**TASK INSTRUCTIONS**.
Rewrite the part of the material from the line containing "Put one point on each instance of the grassy" through the end of the material as a JSON list of strings, one string per line, leaving out blank lines.

**GIVEN INFORMATION**.
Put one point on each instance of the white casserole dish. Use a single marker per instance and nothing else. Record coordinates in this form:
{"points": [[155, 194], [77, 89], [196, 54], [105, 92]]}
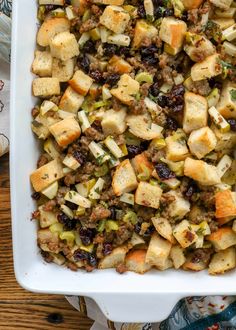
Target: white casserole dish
{"points": [[129, 297]]}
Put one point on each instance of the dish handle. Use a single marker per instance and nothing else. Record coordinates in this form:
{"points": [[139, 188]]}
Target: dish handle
{"points": [[137, 308]]}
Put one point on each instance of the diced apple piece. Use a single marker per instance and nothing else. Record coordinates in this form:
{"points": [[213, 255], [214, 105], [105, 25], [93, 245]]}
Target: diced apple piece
{"points": [[148, 195], [124, 179], [201, 171]]}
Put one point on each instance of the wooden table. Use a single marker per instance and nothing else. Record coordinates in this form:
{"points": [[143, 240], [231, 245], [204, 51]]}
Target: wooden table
{"points": [[20, 309]]}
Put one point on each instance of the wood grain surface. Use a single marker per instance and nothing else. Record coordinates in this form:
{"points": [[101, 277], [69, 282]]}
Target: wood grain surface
{"points": [[20, 309]]}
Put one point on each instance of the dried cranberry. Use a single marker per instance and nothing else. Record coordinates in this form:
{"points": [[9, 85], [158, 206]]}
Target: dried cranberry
{"points": [[141, 11], [109, 49], [134, 150], [107, 248], [36, 196], [79, 156], [232, 123], [86, 235], [112, 79], [89, 47], [164, 172], [84, 63], [154, 89], [96, 75], [171, 124], [69, 224], [162, 100]]}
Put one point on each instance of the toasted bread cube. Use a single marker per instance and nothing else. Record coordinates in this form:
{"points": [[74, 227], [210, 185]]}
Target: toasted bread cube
{"points": [[201, 171], [227, 103], [192, 4], [64, 46], [142, 31], [201, 142], [46, 87], [195, 112], [50, 28], [148, 195], [222, 261], [48, 241], [42, 64], [224, 4], [115, 19], [47, 218], [116, 257], [163, 227], [119, 65], [223, 238], [225, 204], [158, 251], [199, 47], [113, 122], [81, 82], [65, 131], [177, 256], [208, 68], [185, 234], [46, 174], [135, 261], [127, 87], [124, 179], [179, 207], [63, 70], [172, 31], [71, 101], [176, 149]]}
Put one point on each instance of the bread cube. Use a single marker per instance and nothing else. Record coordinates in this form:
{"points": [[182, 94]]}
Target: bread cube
{"points": [[202, 172], [65, 131], [177, 256], [113, 122], [222, 261], [46, 87], [71, 101], [163, 227], [208, 68], [42, 64], [172, 31], [192, 4], [81, 82], [201, 142], [116, 257], [195, 112], [124, 179], [63, 70], [227, 103], [179, 207], [185, 234], [46, 174], [224, 4], [135, 261], [199, 47], [225, 205], [142, 31], [64, 46], [50, 28], [148, 195], [176, 149], [223, 238], [115, 19], [158, 251], [118, 65], [142, 127], [127, 87]]}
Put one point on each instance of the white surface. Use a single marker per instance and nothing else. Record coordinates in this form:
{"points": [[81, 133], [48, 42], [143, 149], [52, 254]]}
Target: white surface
{"points": [[129, 297]]}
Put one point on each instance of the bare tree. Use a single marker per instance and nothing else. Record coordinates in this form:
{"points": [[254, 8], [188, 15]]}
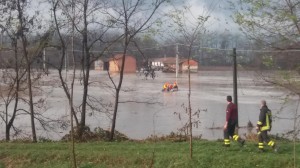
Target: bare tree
{"points": [[24, 24], [274, 25], [125, 15]]}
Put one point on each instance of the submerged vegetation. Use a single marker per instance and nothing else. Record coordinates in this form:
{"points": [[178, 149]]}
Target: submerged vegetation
{"points": [[208, 154]]}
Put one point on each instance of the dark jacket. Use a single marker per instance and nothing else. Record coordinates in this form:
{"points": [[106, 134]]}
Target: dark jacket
{"points": [[231, 113], [265, 119]]}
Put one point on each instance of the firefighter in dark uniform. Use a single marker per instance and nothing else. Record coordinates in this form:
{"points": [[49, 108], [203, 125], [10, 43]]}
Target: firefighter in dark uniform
{"points": [[230, 124], [264, 124]]}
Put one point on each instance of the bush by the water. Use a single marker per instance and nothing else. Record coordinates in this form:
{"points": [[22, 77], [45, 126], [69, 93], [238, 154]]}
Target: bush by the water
{"points": [[99, 134]]}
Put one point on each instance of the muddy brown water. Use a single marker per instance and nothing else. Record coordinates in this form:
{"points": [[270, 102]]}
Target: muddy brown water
{"points": [[146, 110]]}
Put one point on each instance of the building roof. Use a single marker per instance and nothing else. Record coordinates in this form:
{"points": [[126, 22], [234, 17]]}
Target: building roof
{"points": [[119, 56], [170, 60]]}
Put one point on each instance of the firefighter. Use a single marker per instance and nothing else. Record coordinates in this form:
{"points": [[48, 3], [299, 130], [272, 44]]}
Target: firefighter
{"points": [[165, 87], [231, 123], [264, 124]]}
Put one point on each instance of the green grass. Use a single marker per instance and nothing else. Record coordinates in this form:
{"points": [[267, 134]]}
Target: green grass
{"points": [[210, 154]]}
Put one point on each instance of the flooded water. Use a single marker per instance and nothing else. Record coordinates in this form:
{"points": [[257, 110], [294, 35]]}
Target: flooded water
{"points": [[145, 110]]}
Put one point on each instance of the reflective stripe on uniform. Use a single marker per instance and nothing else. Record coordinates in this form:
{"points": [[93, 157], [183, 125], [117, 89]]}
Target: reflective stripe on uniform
{"points": [[267, 126], [271, 143], [260, 145], [235, 137]]}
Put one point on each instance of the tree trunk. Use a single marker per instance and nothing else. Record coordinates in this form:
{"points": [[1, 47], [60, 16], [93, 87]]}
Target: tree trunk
{"points": [[29, 85], [86, 71], [28, 67], [112, 131]]}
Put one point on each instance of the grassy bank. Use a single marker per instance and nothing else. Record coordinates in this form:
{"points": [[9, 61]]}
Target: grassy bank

**ANSWER TO THIS EXERCISE**.
[
  "Put one point on each instance of the grassy bank. Use a single marker per instance and nothing else. Record coordinates in this form:",
  "{\"points\": [[9, 61]]}",
  "Target: grassy bank"
]